WRITTEN TASK
Write out every line of the data below word for word, with nothing changed.
+++ DATASET CONTENT +++
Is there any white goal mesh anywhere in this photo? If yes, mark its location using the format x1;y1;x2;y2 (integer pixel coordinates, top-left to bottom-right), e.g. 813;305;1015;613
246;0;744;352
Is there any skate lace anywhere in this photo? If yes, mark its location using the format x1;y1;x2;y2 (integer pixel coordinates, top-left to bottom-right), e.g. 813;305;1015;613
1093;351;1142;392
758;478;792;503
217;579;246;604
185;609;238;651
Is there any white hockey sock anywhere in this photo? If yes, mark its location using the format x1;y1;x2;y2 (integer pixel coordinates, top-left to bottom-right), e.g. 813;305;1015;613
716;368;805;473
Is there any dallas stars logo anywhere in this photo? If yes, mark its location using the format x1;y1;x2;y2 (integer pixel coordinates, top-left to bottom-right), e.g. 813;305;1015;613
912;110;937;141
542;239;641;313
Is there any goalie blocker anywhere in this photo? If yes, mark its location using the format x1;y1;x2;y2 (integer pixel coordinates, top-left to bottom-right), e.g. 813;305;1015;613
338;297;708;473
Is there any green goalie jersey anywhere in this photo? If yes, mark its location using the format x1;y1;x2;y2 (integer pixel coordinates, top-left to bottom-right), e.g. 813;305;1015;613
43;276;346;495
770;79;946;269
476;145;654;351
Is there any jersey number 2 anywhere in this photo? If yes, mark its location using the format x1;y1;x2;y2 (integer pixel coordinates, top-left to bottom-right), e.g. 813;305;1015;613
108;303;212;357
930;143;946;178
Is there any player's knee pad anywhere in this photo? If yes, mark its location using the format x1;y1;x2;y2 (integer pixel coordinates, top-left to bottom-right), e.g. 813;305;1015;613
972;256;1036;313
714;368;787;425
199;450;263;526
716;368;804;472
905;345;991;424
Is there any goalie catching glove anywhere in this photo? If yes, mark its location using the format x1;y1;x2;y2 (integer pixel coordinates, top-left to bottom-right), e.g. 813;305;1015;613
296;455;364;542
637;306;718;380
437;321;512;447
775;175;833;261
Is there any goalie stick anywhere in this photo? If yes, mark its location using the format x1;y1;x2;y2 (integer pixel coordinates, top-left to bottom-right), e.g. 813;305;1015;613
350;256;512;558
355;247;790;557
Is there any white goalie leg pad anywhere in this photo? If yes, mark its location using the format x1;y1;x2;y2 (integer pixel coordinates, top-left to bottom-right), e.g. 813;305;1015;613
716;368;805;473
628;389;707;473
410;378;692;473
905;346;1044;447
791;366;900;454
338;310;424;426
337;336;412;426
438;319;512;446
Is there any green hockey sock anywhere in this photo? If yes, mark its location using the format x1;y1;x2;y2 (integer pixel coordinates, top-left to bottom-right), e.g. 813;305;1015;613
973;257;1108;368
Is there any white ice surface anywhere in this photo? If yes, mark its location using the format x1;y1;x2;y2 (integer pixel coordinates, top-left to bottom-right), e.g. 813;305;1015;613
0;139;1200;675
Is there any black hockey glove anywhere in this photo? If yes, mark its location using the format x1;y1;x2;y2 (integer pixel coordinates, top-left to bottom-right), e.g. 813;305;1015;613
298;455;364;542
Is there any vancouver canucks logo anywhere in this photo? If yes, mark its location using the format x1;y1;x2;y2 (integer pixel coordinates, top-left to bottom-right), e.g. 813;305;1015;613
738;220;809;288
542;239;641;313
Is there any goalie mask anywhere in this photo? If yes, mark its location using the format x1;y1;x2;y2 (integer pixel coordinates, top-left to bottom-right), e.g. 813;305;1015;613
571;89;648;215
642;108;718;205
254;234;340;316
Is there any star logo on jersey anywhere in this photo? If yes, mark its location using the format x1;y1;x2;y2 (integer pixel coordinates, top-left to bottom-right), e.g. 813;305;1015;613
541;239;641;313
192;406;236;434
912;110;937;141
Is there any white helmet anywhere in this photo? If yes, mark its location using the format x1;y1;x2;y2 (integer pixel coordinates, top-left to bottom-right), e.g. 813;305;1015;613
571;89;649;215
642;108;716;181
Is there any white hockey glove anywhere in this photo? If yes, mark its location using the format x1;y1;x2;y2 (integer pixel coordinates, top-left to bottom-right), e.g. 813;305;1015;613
+++
WORKED ANSWER
Is there any white goal mesh anywhere in this photo? If yes, mark its location using the format x1;y1;x2;y2 (integer pixel coordinates, top-left to bottom-right), e.g. 813;305;1015;613
246;0;744;352
Is there any skate lace anywhere in this photo? If yes, mark its location using the format x1;y1;x2;y2 (integer pixel coordinates, top-left to bottom-right), e.g. 813;305;1015;613
1093;351;1142;392
758;478;792;503
217;579;246;604
185;609;238;651
Is there any white hockey sock anywhere in this photo? If yes, mark its location using the format x1;y1;x2;y2 (integer pixel coordinates, top-left to bottom-right), e.g. 813;305;1015;613
716;368;805;473
Is there any dallas stars logo anywhere in this photo? If yes, mark its location using the format x1;y1;x2;y2 (integer pixel coordinates, top-left to bottom-right), e.g. 813;305;1015;613
912;110;937;141
542;239;641;313
Is there any goalie blocker anywhere in this photo? If yes, mark its location using the format x1;y1;x2;y2 (integer pixel coordinates, top-left to bottom-right), e.g. 813;305;1015;613
338;297;708;473
Is there any green goalie jersey anywhere in this photo? If yes, mark its location using the format x1;y1;x2;y2 (integer pixel coordinates, top-left to bottom-right), e.g. 813;305;1015;613
43;276;346;495
770;79;946;269
476;145;654;351
Is there any jersey number 2 anywhere in this photo? If yes, mark its location using the format x1;y1;x2;y2 (integer pixel coordinates, top-left to bottom-right), e.g. 813;305;1015;613
108;303;212;357
930;143;946;178
Is there any player's knee pad anywhere in this photo? If yes, mark its location using the format x1;y1;x2;y2 (integer pixel coordinates, top-left to bottom-right), e.g. 813;305;1015;613
972;256;1036;313
714;368;787;425
199;450;263;526
716;368;804;472
905;345;991;424
Is there any goalie catching glove anywhere in this photo? If yes, mark its location using the format x1;y1;x2;y2 (integer pixel coordinates, top-left to bottom-right), e.g. 813;305;1015;613
296;455;364;542
637;306;718;380
437;321;512;447
775;175;833;261
Is there any goalie stick anywhere in this photo? If yes, mark its location using the format x1;y1;x2;y2 (integer pixel coordinates, top-left to bottom-right), e.g. 813;305;1015;613
350;256;512;558
355;247;790;557
Is there any white goalie leg pad anywhere in this photo? If yes, mark its location using the format x1;y1;x2;y2 (integer pixel coordinates, top-left to bottom-right), e.g. 813;305;1015;613
716;368;805;473
628;389;707;473
410;378;692;473
905;346;1044;447
791;366;900;454
338;310;424;426
337;336;412;426
438;319;512;446
Is there any green hockey sock anywhere in this photo? If yes, mark its location using the format x1;y1;x2;y2 (integer pixel coordinates, top-left to bottom-right), e.g. 813;305;1015;613
973;257;1108;368
Is there any white ice surface anywhere in this photo? If yes, mark its location using the format x1;y1;x2;y2 (integer pixel coordinates, top-left to bottom-right), e.g. 813;305;1015;613
0;139;1200;675
Is there any black hockey glove anywhere in this photo? If yes, mark its location using the format x1;y1;x2;y2 (integer pixel coordinates, top-left to bottom-right), e.g. 813;305;1015;613
298;455;364;542
Is there any vancouver canucks logo anywhere in this photo? If yes, mark its location using the format x1;y1;x2;y2 (integer pixel coordinates, top-left to bottom-right), e.g. 813;305;1015;613
738;220;809;288
542;239;641;313
Is there any goalie mask anywhere in this photo? If yes, mark its location using the format x1;y1;x2;y2 (integer pixel coordinates, top-left to bottom-right), e.g. 813;305;1015;613
571;89;648;215
642;108;718;205
254;234;340;316
Is there any star logo on jersey anywhere in this photo? If yes, mark its location using the format x1;y1;x2;y2 (integer pixel coordinates, top-left to bottom-right), e.g. 813;305;1015;613
541;239;641;313
192;406;236;434
912;110;937;141
Is there any white helmet anywhere in this photo? If yes, mark its location using the format x1;y1;x2;y2 (integer pixel coordinates, top-left to bottom-right), e.g. 813;305;1015;613
571;89;649;215
642;108;716;181
Is there any white hockey glove anywhere in this photo? If yes, mark its location using the format x1;y1;x2;y2 (integer pixel coordinates, top-left to bottom-right), e.g. 813;305;1015;613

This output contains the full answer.